---- EXTRACTED INFORMATION
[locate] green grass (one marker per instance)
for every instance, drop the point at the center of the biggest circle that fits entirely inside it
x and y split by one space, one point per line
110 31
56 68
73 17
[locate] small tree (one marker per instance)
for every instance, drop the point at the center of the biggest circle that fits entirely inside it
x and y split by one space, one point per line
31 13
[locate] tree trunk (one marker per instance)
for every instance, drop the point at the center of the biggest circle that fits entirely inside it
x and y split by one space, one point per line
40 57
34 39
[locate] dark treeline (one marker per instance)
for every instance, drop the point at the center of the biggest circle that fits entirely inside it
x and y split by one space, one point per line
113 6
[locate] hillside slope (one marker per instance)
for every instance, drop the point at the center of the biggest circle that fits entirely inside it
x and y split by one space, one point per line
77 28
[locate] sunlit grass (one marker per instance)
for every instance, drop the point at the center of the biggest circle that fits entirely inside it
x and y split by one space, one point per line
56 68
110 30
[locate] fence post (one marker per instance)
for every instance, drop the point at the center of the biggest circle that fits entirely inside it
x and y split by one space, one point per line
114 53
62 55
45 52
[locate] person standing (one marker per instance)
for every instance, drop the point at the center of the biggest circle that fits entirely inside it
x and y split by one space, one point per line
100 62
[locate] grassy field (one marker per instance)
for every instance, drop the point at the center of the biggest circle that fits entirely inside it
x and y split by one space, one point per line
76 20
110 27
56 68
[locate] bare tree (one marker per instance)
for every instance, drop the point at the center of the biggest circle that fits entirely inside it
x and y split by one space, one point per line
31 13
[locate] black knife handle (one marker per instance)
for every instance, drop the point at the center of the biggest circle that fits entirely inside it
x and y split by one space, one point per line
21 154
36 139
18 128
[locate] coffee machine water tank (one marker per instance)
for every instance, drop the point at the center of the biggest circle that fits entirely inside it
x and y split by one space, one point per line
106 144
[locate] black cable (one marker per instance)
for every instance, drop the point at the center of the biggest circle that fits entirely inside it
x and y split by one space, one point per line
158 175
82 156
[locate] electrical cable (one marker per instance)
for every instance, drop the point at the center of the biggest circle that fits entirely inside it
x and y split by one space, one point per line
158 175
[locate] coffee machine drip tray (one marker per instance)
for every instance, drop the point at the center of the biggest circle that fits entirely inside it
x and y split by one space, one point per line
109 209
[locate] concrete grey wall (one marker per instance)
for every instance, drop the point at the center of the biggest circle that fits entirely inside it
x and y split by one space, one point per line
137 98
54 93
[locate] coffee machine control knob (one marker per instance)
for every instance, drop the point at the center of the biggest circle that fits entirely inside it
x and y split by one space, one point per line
--------
_WHAT TO DO_:
Write out the complete set of records exactly as given.

_COMPLETE OUTPUT_:
[locate] green grass (one marker per instance)
for every instance, drop the point at the center of the biggest circle that fits entirely inside it
x and y split by one space, one point per line
110 31
56 68
73 17
[locate] small tree (one marker per instance)
for every instance, drop the point at the center of the biggest circle that fits entirely inside it
x and y split by one space, one point per line
31 13
[locate] tree trunk (one marker per instance)
for every instance, drop the point at the center of the biggest circle that fits entirely inside it
x and y split by one space, one point per line
40 57
34 39
[locate] dark treeline (one marker per instance)
for every instance, drop the point at the center of the biggest circle that fits entirely inside it
x and y split by one space, one point per line
113 6
[locate] hillside slope (one marker per instance)
for every instance, drop the point at the center of the biggest circle that fits entirely inside it
x and y split by one space, one point per line
77 28
[locate] sunlit grass (one marker per instance)
for every instance, drop the point at the center of the biggest circle that fits entirely inside it
x and y split by one space, one point per line
56 68
110 30
[locate] fence post (one marker per instance)
for every instance, drop the point at the center of the biggest circle that fits entirely inside it
x and y split by one space, one point per line
114 53
62 55
45 52
[locate] person standing (one marker per instance)
for every instance, drop the point at the center of the biggest circle that fits entirely inside it
x and y split by one space, one point per line
100 62
[locate] grassy field (one marker per instance)
for every instance, drop the point at the center of the biggest circle that fits entirely inside it
x and y split by one space, one point per line
76 20
110 27
56 68
[locate] bare tree (one marker per instance)
for every instance, drop the point at the center of the biggest circle that fits entirely inside it
x and y split by one space, one point per line
31 13
[locate] black knife handle (one marker per instance)
for every instance, drop the point at the center of the biggest circle that fits entirely inside it
x and y split by one space, one point per line
21 154
36 139
18 128
[locate] coffee machine water tank (one marker per instance)
for every instance, drop the point at the center of the biggest circle that fits entirely inside it
x and y split by one space, one point per line
106 144
[locate] black cable (one marker per instance)
for every instance, drop the point at the center of the biggest circle that fits entirely inside it
x and y split by one space, one point per line
158 175
82 156
[locate] electrical cable (one marker per instance)
for every instance, drop the point at the center of the biggest circle that fits entirely inside it
x and y split by one space, one point per line
158 175
[locate] coffee machine drip tray (one marker per instance)
for every instance, drop the point at the center of the biggest circle that fits entirely inside it
x and y split by one space, one point per line
109 209
[locate] concrete grey wall (one marker per instance)
for every instance, drop the point at the center of the biggest circle that fits entirely inside it
x and y split by one space, one point per line
137 98
54 93
[locate] coffee machine control knob (one marker per instance)
for every instance, drop the point at the center of the biggest circle that fits entirely inside it
x and y split by one space, one point per line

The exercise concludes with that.